• _What you have to do_: Every record that follows should be written out word for word; the pictures stay out.

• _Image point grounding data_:
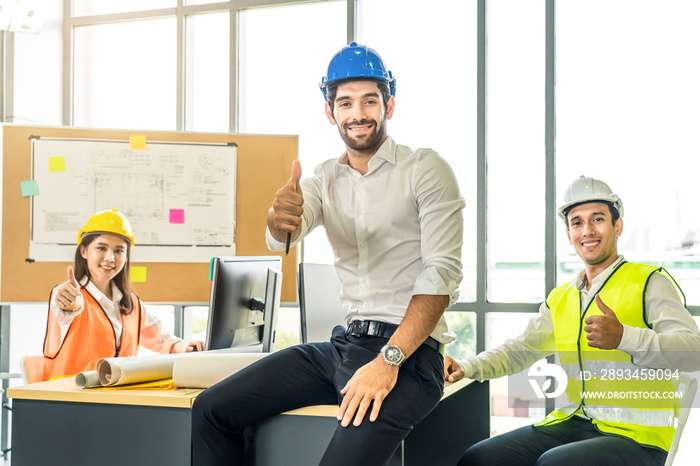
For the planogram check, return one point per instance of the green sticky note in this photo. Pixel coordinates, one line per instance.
(57, 164)
(138, 274)
(211, 268)
(29, 188)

• _Response area_:
For the planogram check, return one point per instance of the green sticky note in this photo. Pixel coordinates, one line per instance.
(57, 164)
(138, 274)
(211, 268)
(29, 188)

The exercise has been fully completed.